#### [Exercise instructions]
A: In the comments on gender at work, duplicate the passage that begins at the words "E: That said, I’d" and stops after "rude or confusing.".
B: List every abbreviation of two or more letters that appears in the comments on gender at work, giving each one once.

-- START OF Source --

Pretty sure boy-moding at work to make life simpler is common and not just among NBs. The reality is everyone lives and works in the world as it currently is and chooses their battles.
In my case it’s more like Bowie mode. That level of fluidity seems to code for most outside the queer community as clearly “alt” but nondescript while still queer-coded to queer colleagues. The only “commentary” I get really is from other women and NBs, like pre-meeting compliment swapping or social check ins, so the nice kind.
E: That said, I’d drop Bowie mode and dial it up in a heartbeat if a new coworker seemed unconfident in their gender, so I guess I’m just looking for an excuse? sigh🥚irl
My pronoun is they/them because it’s between I don’t really care about my gender and I’m busy with something else, and to be vague (being less specific to be identified), as in, gender is IMO irrelevant in most situation, like it doesn’t affect my working performance or conversation.
Short answer: call me whatever you want as long as it’s not rude or confusing.

-- END OF Source --
-- START OF Material supplied --

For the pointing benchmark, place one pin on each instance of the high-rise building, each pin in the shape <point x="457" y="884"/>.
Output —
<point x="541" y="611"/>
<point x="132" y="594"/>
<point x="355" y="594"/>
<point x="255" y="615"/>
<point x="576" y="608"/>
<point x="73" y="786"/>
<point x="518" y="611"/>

-- END OF Material supplied --
-- START OF Material supplied --

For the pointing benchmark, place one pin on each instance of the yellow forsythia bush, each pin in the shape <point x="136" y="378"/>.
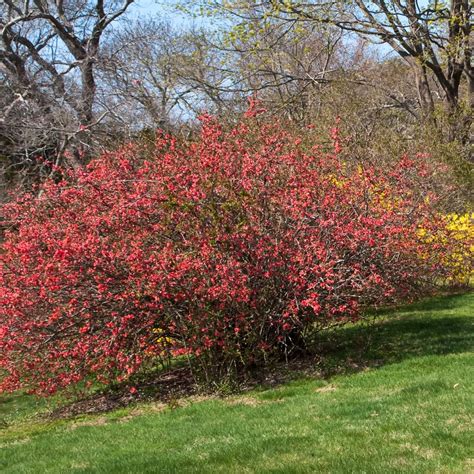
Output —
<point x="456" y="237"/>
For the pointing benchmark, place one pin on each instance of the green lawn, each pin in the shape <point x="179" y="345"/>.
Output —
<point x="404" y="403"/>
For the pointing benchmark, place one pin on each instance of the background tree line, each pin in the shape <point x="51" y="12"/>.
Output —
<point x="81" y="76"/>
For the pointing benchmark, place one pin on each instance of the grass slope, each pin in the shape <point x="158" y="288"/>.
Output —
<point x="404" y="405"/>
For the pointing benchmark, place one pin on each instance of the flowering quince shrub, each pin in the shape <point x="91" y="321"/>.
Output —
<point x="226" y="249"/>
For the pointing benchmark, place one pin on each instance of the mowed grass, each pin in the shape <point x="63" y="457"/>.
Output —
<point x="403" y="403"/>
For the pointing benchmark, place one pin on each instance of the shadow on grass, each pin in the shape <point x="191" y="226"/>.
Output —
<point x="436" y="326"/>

-- END OF Material supplied --

#### [Responses to the tasks]
A:
E: That said, I’d drop Bowie mode and dial it up in a heartbeat if a new coworker seemed unconfident in their gender, so I guess I’m just looking for an excuse? sigh🥚irl
My pronoun is they/them because it’s between I don’t really care about my gender and I’m busy with something else, and to be vague (being less specific to be identified), as in, gender is IMO irrelevant in most situation, like it doesn’t affect my working performance or conversation.
Short answer: call me whatever you want as long as it’s not rude or confusing.

B:
NBs
IMO
irl